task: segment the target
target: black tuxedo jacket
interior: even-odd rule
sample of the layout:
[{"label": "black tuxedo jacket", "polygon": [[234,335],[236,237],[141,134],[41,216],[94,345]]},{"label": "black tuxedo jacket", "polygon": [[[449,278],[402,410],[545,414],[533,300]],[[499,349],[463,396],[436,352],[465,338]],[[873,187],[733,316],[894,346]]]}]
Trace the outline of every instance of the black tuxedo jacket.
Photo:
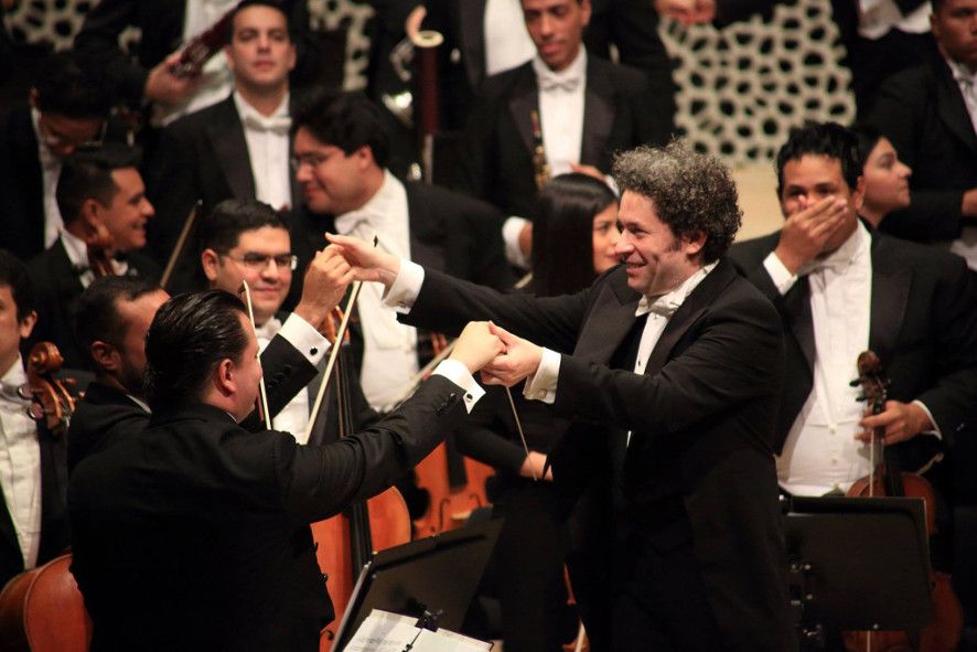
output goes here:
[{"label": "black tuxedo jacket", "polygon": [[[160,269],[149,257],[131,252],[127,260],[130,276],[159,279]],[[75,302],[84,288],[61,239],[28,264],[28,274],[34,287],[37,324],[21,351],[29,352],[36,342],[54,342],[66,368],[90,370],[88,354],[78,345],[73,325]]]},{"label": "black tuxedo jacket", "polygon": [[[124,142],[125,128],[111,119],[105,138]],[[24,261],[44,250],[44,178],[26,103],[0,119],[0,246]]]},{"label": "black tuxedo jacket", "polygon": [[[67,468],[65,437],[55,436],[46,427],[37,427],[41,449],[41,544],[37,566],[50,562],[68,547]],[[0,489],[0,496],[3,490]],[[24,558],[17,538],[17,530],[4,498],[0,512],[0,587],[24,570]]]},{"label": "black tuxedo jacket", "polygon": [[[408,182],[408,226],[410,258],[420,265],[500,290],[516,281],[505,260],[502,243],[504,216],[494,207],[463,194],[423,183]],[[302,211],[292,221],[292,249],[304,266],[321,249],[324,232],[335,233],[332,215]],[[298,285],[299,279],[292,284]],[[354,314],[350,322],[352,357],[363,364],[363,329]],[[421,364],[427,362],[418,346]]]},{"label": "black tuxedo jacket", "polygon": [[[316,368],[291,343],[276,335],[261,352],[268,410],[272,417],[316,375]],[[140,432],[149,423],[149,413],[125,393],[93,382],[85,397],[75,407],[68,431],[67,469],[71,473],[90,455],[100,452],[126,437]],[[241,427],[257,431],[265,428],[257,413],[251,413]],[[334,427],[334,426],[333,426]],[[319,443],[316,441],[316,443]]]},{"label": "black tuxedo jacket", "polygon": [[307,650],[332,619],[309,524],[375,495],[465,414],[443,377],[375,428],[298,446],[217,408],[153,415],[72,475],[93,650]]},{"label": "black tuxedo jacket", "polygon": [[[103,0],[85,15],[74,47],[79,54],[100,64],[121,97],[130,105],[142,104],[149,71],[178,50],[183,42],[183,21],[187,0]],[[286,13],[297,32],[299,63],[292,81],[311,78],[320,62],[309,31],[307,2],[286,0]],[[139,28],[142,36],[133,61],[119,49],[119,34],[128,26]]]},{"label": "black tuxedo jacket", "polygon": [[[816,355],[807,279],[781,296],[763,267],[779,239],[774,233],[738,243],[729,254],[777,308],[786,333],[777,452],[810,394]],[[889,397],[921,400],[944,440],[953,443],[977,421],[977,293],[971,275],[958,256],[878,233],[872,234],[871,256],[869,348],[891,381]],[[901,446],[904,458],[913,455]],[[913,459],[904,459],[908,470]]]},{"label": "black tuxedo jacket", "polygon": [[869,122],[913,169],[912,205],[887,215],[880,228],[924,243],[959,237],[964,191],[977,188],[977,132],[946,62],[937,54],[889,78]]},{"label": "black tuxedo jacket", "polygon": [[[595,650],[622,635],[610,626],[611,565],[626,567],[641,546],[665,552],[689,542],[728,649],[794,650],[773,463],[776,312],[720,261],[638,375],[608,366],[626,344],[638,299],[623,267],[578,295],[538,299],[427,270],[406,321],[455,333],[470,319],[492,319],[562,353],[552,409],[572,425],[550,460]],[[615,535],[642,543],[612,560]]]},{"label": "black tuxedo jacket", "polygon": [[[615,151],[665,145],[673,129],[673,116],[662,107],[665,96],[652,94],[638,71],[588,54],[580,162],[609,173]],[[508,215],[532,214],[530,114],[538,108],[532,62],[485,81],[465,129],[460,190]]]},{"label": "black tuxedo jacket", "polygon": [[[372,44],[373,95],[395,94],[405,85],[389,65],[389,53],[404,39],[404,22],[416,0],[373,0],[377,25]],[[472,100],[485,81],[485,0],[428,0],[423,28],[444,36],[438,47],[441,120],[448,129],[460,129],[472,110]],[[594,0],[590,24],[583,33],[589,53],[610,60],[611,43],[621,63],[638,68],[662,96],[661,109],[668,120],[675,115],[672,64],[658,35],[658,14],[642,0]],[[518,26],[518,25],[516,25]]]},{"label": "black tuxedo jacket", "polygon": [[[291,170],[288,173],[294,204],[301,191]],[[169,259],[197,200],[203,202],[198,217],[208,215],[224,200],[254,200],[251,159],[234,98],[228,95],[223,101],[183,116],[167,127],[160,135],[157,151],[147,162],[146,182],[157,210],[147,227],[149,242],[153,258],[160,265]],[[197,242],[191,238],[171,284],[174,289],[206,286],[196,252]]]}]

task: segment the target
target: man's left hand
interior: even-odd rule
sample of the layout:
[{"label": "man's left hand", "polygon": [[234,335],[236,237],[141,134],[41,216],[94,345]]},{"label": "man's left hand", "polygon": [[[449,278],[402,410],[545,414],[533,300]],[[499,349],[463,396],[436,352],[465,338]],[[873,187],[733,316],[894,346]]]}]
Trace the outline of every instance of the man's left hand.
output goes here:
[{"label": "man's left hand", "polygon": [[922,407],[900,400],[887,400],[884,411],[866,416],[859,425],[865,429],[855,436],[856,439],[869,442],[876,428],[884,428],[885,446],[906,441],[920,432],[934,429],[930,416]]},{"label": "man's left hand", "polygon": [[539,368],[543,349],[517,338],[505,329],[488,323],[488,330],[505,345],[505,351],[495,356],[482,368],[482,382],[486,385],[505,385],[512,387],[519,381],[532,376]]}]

**What to produce**
Rewrite all the rows above with "Trace the outline" changed to "Draw the outline" and nothing else altered. Leave the pictures out.

**Solution for this exercise**
task: segment the target
target: black tuxedo jacket
interior: even-odd rule
sample of the layout:
[{"label": "black tuxedo jacket", "polygon": [[234,335],[236,237],[141,134],[41,216],[94,345]]},{"label": "black tuxedo jacket", "polygon": [[[449,278],[402,410],[545,414],[533,300]],[[499,349],[463,396],[436,352],[465,338]],[[873,187],[733,316],[894,346]]]}]
Draw the outline of every instance of the black tuxedo jacket.
Photo:
output goes here:
[{"label": "black tuxedo jacket", "polygon": [[[160,269],[149,257],[131,252],[127,260],[130,276],[159,279]],[[75,302],[84,288],[61,239],[28,264],[28,274],[34,287],[37,324],[21,351],[29,352],[36,342],[54,342],[66,368],[90,370],[88,354],[78,345],[73,325]]]},{"label": "black tuxedo jacket", "polygon": [[[124,142],[125,128],[111,119],[105,138]],[[24,261],[44,250],[44,178],[26,103],[0,119],[0,246]]]},{"label": "black tuxedo jacket", "polygon": [[[67,468],[65,437],[55,436],[46,427],[37,427],[41,449],[41,544],[37,566],[50,562],[68,547]],[[0,489],[0,496],[3,490]],[[24,558],[17,538],[17,530],[4,498],[0,512],[0,587],[24,570]]]},{"label": "black tuxedo jacket", "polygon": [[[408,182],[408,226],[410,258],[420,265],[500,290],[516,281],[505,260],[502,243],[504,216],[494,207],[463,194],[423,183]],[[302,211],[292,221],[292,249],[304,266],[321,249],[324,232],[335,233],[332,215]],[[298,285],[299,279],[292,284]],[[354,314],[350,322],[352,357],[363,364],[363,329]],[[421,364],[427,362],[418,346]]]},{"label": "black tuxedo jacket", "polygon": [[[316,368],[291,343],[276,335],[261,352],[268,410],[272,417],[316,375]],[[140,432],[149,423],[149,413],[125,393],[93,382],[85,397],[75,407],[68,431],[67,469],[71,473],[90,455],[100,452],[126,437]],[[241,427],[257,431],[265,428],[257,413],[251,413]],[[334,427],[334,426],[333,426]],[[319,443],[316,441],[316,443]]]},{"label": "black tuxedo jacket", "polygon": [[307,650],[332,619],[309,524],[375,495],[465,414],[443,377],[375,428],[298,446],[217,408],[153,415],[72,475],[93,650]]},{"label": "black tuxedo jacket", "polygon": [[[103,0],[85,15],[74,47],[79,54],[100,64],[121,97],[130,105],[142,104],[149,71],[178,50],[183,42],[183,21],[187,0]],[[286,13],[297,32],[299,63],[292,81],[311,78],[320,62],[309,31],[307,2],[286,0]],[[139,28],[142,36],[133,61],[119,49],[119,34],[128,26]]]},{"label": "black tuxedo jacket", "polygon": [[[816,355],[807,279],[781,296],[763,267],[779,239],[774,233],[738,243],[729,254],[777,308],[786,333],[777,452],[810,394]],[[889,397],[921,400],[944,440],[953,443],[977,421],[977,293],[971,275],[958,256],[878,233],[872,234],[871,256],[869,348],[891,381]],[[901,446],[904,458],[913,455]],[[913,459],[904,459],[908,470]]]},{"label": "black tuxedo jacket", "polygon": [[869,122],[913,169],[912,205],[887,215],[880,228],[924,243],[959,237],[964,191],[977,188],[977,132],[946,62],[937,54],[889,78]]},{"label": "black tuxedo jacket", "polygon": [[[595,650],[622,635],[610,626],[611,565],[626,567],[641,546],[665,552],[689,542],[728,649],[794,650],[773,463],[776,312],[720,261],[638,375],[608,366],[626,344],[638,299],[623,267],[578,295],[538,299],[427,270],[406,321],[455,333],[470,319],[492,319],[562,353],[552,409],[572,425],[550,460]],[[615,535],[642,543],[612,560]]]},{"label": "black tuxedo jacket", "polygon": [[[615,151],[665,145],[673,129],[673,116],[662,107],[665,96],[652,94],[638,71],[588,54],[580,162],[609,173]],[[508,215],[532,214],[530,114],[538,108],[532,62],[485,81],[465,129],[460,190]]]},{"label": "black tuxedo jacket", "polygon": [[[372,44],[373,95],[395,94],[405,85],[389,65],[389,53],[404,39],[404,22],[416,0],[373,0],[377,25]],[[472,100],[485,81],[485,0],[428,0],[423,28],[444,36],[438,47],[441,120],[448,129],[460,129],[472,110]],[[594,0],[590,24],[583,33],[589,53],[610,60],[611,43],[621,63],[638,68],[662,96],[661,109],[668,120],[675,115],[672,64],[658,35],[658,14],[642,0]],[[518,26],[518,25],[516,25]]]},{"label": "black tuxedo jacket", "polygon": [[[291,170],[288,173],[294,204],[301,191]],[[169,259],[197,200],[203,202],[198,217],[208,215],[224,200],[254,200],[251,159],[234,98],[228,95],[223,101],[183,116],[167,127],[160,135],[157,151],[147,162],[146,182],[157,210],[147,227],[149,242],[153,258],[160,265]],[[197,242],[191,238],[171,284],[174,289],[206,286],[196,252]]]}]

task: segment the target
target: man's left hand
interior: even-odd rule
sample of the layout:
[{"label": "man's left hand", "polygon": [[234,335],[236,237],[141,134],[41,216],[94,345]]},{"label": "man's left hand", "polygon": [[[449,278],[402,410],[545,414],[533,300]],[[499,349],[463,396],[436,352],[465,338]],[[873,187],[733,316],[894,346]]]}]
Draw the outline of every instance of the man's left hand.
output goes here:
[{"label": "man's left hand", "polygon": [[922,407],[900,400],[887,400],[884,411],[866,416],[859,425],[865,429],[855,436],[856,439],[869,442],[876,428],[884,428],[885,446],[906,441],[920,432],[934,429],[930,416]]},{"label": "man's left hand", "polygon": [[539,368],[543,349],[517,338],[505,329],[488,323],[488,330],[505,345],[505,351],[495,356],[482,368],[482,382],[486,385],[505,385],[512,387],[519,381],[532,376]]}]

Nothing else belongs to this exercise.